**Task requirements**.
Take the data below and copy exactly the lines starting at the one with "boulder you can see." and finishing at the one with "stone surface you can see.", both included.

== Supplied material ==

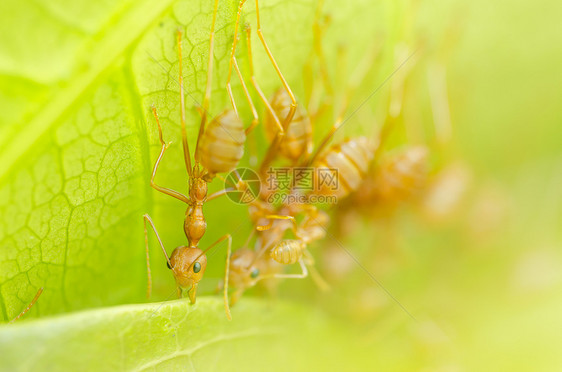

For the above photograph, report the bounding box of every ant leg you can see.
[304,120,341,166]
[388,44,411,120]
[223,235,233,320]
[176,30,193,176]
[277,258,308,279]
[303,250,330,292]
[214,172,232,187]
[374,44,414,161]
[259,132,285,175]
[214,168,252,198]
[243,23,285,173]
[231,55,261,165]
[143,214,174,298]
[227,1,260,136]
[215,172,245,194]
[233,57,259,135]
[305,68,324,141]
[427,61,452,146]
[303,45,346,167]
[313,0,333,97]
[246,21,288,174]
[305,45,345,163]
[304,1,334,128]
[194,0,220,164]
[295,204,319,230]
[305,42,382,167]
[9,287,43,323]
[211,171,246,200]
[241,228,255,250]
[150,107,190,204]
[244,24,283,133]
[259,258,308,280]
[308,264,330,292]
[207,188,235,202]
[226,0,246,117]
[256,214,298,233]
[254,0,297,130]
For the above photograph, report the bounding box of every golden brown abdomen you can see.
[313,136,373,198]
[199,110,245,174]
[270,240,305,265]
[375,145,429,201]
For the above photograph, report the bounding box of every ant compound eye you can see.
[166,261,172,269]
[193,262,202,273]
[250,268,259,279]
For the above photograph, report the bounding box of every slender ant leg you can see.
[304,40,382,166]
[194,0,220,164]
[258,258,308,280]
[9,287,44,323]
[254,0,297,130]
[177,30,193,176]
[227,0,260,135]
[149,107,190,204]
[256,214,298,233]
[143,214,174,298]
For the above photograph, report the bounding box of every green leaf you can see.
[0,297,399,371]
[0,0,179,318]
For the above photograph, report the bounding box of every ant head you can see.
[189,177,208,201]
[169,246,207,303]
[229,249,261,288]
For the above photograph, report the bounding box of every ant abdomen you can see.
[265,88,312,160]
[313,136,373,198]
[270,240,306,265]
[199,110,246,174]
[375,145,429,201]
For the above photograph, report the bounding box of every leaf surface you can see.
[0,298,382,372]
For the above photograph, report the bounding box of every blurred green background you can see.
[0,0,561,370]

===
== Supplied material ==

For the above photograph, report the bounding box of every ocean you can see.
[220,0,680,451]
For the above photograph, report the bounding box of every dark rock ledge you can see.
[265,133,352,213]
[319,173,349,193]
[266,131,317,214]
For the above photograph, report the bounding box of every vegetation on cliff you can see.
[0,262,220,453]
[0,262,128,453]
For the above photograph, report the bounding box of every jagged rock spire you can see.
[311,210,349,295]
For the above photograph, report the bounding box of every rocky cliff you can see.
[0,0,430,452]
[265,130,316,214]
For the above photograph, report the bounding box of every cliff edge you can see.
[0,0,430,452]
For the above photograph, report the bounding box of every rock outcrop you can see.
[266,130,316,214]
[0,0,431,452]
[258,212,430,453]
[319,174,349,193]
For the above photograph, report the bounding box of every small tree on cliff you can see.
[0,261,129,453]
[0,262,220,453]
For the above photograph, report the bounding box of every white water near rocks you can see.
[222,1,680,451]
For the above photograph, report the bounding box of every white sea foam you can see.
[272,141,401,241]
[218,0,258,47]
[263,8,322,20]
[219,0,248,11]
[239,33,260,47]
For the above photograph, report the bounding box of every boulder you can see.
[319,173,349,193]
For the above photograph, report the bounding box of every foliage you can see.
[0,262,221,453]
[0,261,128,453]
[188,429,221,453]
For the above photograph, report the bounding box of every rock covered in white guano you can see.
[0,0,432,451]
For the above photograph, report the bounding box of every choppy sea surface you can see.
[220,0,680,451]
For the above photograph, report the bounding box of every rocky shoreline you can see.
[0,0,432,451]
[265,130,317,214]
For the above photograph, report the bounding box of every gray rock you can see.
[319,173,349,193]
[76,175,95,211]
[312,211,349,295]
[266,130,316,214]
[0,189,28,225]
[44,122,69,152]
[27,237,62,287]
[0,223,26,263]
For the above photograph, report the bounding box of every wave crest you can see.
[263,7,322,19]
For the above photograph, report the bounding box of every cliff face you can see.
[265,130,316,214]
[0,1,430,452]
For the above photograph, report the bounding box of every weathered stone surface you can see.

===

**Answer below**.
For the above photograph, report the bounding box of every boulder you can see.
[319,173,349,193]
For the above photograph, report the bounding box of every foliage you can see.
[0,262,221,453]
[0,261,128,453]
[188,429,221,453]
For the above photograph, report the bounding box of every rock covered in white guano you can see.
[0,0,432,451]
For the above photograph, report the bounding box of every choppy sea surface you can see.
[220,0,680,451]
For the above photograph, report the bounding box of every rocky shoreline you can see.
[0,0,432,451]
[265,130,317,214]
For the above photograph, report the bounding box of every gray rock you can see.
[319,173,349,193]
[76,175,95,211]
[312,211,349,295]
[266,130,316,214]
[0,189,28,225]
[44,122,69,152]
[27,237,62,287]
[0,223,26,263]
For the above photograph, report the bounding box of every wave crest you can see.
[263,7,322,19]
For the above photograph, report the bounding box of every cliff face you can see.
[265,130,316,214]
[0,1,430,452]
For the above photograph, report the bounding box of every weathered stone surface you can see.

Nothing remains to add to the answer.